> _INSTRUCTIONS TO FOLLOW_: Output every line of the material below as a JSON list of strings, one string per line, omitting blank lines.

[Coordinate labeling data]
--------------------------------
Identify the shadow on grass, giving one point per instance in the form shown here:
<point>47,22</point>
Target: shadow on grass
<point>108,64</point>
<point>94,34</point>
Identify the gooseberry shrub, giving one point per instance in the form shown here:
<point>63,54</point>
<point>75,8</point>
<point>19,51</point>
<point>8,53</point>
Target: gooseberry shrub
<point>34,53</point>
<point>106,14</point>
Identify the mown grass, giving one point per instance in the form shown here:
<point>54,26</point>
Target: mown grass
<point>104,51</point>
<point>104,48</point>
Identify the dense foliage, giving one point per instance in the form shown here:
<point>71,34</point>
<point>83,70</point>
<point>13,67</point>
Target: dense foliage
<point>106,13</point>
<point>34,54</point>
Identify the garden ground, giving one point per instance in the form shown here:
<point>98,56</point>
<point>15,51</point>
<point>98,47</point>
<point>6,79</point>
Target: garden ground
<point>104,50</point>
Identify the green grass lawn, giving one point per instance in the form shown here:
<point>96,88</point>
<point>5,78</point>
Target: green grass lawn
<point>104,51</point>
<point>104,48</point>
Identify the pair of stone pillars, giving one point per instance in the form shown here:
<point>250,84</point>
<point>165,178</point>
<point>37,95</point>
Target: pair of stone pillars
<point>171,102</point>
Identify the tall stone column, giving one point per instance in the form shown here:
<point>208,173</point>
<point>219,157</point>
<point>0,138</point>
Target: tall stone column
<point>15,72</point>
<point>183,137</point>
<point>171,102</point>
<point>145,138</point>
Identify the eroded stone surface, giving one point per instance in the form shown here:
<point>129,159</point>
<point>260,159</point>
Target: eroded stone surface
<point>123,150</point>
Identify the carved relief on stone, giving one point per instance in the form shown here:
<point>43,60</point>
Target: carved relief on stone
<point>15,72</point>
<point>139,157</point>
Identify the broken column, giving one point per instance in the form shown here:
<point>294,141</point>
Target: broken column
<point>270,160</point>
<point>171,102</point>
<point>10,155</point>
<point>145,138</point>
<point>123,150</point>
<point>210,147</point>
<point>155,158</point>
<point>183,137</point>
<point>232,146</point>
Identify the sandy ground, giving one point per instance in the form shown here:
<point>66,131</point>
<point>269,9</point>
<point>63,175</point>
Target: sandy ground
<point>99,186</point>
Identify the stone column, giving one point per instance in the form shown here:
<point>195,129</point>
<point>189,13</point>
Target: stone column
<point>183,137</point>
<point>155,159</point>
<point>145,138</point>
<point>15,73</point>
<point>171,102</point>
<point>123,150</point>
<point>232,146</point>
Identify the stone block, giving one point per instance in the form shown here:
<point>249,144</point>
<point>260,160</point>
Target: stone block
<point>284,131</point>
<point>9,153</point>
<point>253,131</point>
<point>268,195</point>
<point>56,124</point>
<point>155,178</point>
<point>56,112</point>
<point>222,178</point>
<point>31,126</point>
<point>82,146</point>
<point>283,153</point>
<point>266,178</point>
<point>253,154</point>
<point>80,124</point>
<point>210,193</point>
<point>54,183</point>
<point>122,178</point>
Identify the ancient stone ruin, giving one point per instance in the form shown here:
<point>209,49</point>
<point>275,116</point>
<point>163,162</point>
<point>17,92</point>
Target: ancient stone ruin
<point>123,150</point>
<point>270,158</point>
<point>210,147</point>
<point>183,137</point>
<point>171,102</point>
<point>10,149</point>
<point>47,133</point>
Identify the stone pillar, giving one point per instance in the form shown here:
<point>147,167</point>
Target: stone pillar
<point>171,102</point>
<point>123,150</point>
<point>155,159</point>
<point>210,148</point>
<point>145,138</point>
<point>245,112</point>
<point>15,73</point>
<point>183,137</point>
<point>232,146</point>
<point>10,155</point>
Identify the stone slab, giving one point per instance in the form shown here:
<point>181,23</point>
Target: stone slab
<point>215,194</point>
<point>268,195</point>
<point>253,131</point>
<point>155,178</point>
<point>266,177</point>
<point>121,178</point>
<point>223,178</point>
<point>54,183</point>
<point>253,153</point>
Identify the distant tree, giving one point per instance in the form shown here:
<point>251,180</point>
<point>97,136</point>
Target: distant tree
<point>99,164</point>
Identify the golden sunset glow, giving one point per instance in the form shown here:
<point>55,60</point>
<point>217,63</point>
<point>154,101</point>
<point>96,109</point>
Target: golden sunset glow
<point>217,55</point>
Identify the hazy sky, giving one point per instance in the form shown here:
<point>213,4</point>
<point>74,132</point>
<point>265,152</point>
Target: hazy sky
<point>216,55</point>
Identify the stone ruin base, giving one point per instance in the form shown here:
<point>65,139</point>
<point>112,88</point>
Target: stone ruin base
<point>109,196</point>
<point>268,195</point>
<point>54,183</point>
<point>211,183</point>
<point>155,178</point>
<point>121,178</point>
--------------------------------
> _RESULT OF THIS TASK_:
[
  "Identify the shadow on grass, giving one point per instance in the form shown here:",
  "<point>47,22</point>",
  "Target: shadow on grass",
  "<point>108,64</point>",
  "<point>94,34</point>",
  "Identify the gooseberry shrub, giving one point per instance in the form shown here:",
  "<point>63,54</point>",
  "<point>75,8</point>",
  "<point>19,51</point>",
  "<point>8,53</point>",
  "Target: gooseberry shrub",
  "<point>34,53</point>",
  "<point>106,14</point>",
  "Identify the mown grass, giving one point per instance in the form shown here:",
  "<point>54,26</point>",
  "Target: mown grass",
  "<point>104,51</point>",
  "<point>104,48</point>",
  "Identify the dense foliage, giving one point per instance in the form shown here:",
  "<point>71,34</point>",
  "<point>83,70</point>",
  "<point>13,67</point>",
  "Target: dense foliage",
  "<point>106,13</point>",
  "<point>34,54</point>",
  "Identify the garden ground, giving one point per instance in the form shown here:",
  "<point>98,56</point>",
  "<point>15,51</point>",
  "<point>98,47</point>",
  "<point>6,79</point>",
  "Target: garden ground",
  "<point>104,50</point>",
  "Identify the green grass lawn, giving one point per instance in the form shown here:",
  "<point>96,88</point>",
  "<point>5,78</point>",
  "Target: green grass lawn",
  "<point>104,51</point>",
  "<point>104,48</point>",
  "Identify the pair of stone pillars, giving one point per instance in the form shown here:",
  "<point>250,84</point>",
  "<point>165,178</point>",
  "<point>37,95</point>",
  "Target: pair of stone pillars",
  "<point>171,102</point>",
  "Identify the tall stone column, giving one point per instance in the form shown here:",
  "<point>208,173</point>",
  "<point>219,157</point>",
  "<point>0,138</point>",
  "Target: tall stone column",
  "<point>15,72</point>",
  "<point>183,137</point>",
  "<point>171,102</point>",
  "<point>145,138</point>",
  "Identify the eroded stone surface, giving one point per instance in the form shown here:",
  "<point>129,159</point>",
  "<point>260,159</point>",
  "Target: eroded stone surface",
  "<point>123,150</point>",
  "Identify the carved relief on stone, giving one point per instance in the form shown here:",
  "<point>43,60</point>",
  "Target: carved relief on stone",
  "<point>15,72</point>",
  "<point>139,157</point>",
  "Identify the broken column, giving one point per instance in the form shown here:",
  "<point>294,141</point>",
  "Target: broken column",
  "<point>270,160</point>",
  "<point>171,102</point>",
  "<point>10,155</point>",
  "<point>145,138</point>",
  "<point>123,150</point>",
  "<point>210,147</point>",
  "<point>155,158</point>",
  "<point>183,137</point>",
  "<point>232,146</point>",
  "Identify the sandy ground, giving one point per instance in the form shown here:",
  "<point>66,131</point>",
  "<point>269,9</point>",
  "<point>63,175</point>",
  "Target: sandy ground",
  "<point>99,186</point>",
  "Identify the stone column, giving one point per instance in the form shown here:",
  "<point>195,129</point>",
  "<point>189,13</point>",
  "Target: stone column",
  "<point>183,137</point>",
  "<point>155,159</point>",
  "<point>145,138</point>",
  "<point>15,73</point>",
  "<point>171,102</point>",
  "<point>123,150</point>",
  "<point>232,146</point>",
  "Identify the stone block, giving one point per instance in the form shown here:",
  "<point>249,144</point>",
  "<point>260,160</point>",
  "Target: stone block",
  "<point>284,131</point>",
  "<point>9,153</point>",
  "<point>253,131</point>",
  "<point>268,195</point>",
  "<point>56,124</point>",
  "<point>155,178</point>",
  "<point>56,112</point>",
  "<point>222,178</point>",
  "<point>31,126</point>",
  "<point>82,146</point>",
  "<point>283,153</point>",
  "<point>266,178</point>",
  "<point>253,154</point>",
  "<point>80,124</point>",
  "<point>210,193</point>",
  "<point>54,183</point>",
  "<point>122,178</point>",
  "Identify the ancient stone ruin, giving one point per instance in the form shown here:",
  "<point>209,49</point>",
  "<point>275,116</point>",
  "<point>163,162</point>",
  "<point>17,92</point>",
  "Target: ancient stone ruin",
  "<point>123,150</point>",
  "<point>270,158</point>",
  "<point>210,147</point>",
  "<point>183,137</point>",
  "<point>171,102</point>",
  "<point>10,149</point>",
  "<point>47,133</point>",
  "Identify the stone pillar, giving one point per instance in the form shown here:",
  "<point>147,167</point>",
  "Target: stone pillar",
  "<point>171,102</point>",
  "<point>123,150</point>",
  "<point>155,159</point>",
  "<point>210,148</point>",
  "<point>145,138</point>",
  "<point>245,112</point>",
  "<point>15,73</point>",
  "<point>183,137</point>",
  "<point>232,146</point>",
  "<point>10,155</point>",
  "Identify the stone slab, giving one point per instance in the form shown here:",
  "<point>181,23</point>",
  "Target: stone slab",
  "<point>215,194</point>",
  "<point>268,195</point>",
  "<point>253,131</point>",
  "<point>155,178</point>",
  "<point>266,177</point>",
  "<point>121,178</point>",
  "<point>223,178</point>",
  "<point>54,183</point>",
  "<point>253,153</point>",
  "Identify the distant tree, giving one point per instance in the form shown here:",
  "<point>251,180</point>",
  "<point>97,136</point>",
  "Target: distant tree",
  "<point>99,164</point>",
  "Identify the golden sunset glow, giving one point per instance in the form shown here:",
  "<point>55,60</point>",
  "<point>217,63</point>",
  "<point>154,101</point>",
  "<point>96,109</point>",
  "Target: golden sunset glow",
  "<point>217,55</point>",
  "Identify the hazy sky, giving one point per instance in the form shown here:",
  "<point>213,4</point>",
  "<point>74,132</point>",
  "<point>265,152</point>",
  "Target: hazy sky",
  "<point>216,55</point>",
  "Identify the stone ruin base, giving one point per instance in the form shown here:",
  "<point>65,139</point>",
  "<point>112,88</point>",
  "Target: stone ruin base",
  "<point>109,196</point>",
  "<point>268,195</point>",
  "<point>54,183</point>",
  "<point>211,183</point>",
  "<point>155,178</point>",
  "<point>121,178</point>"
]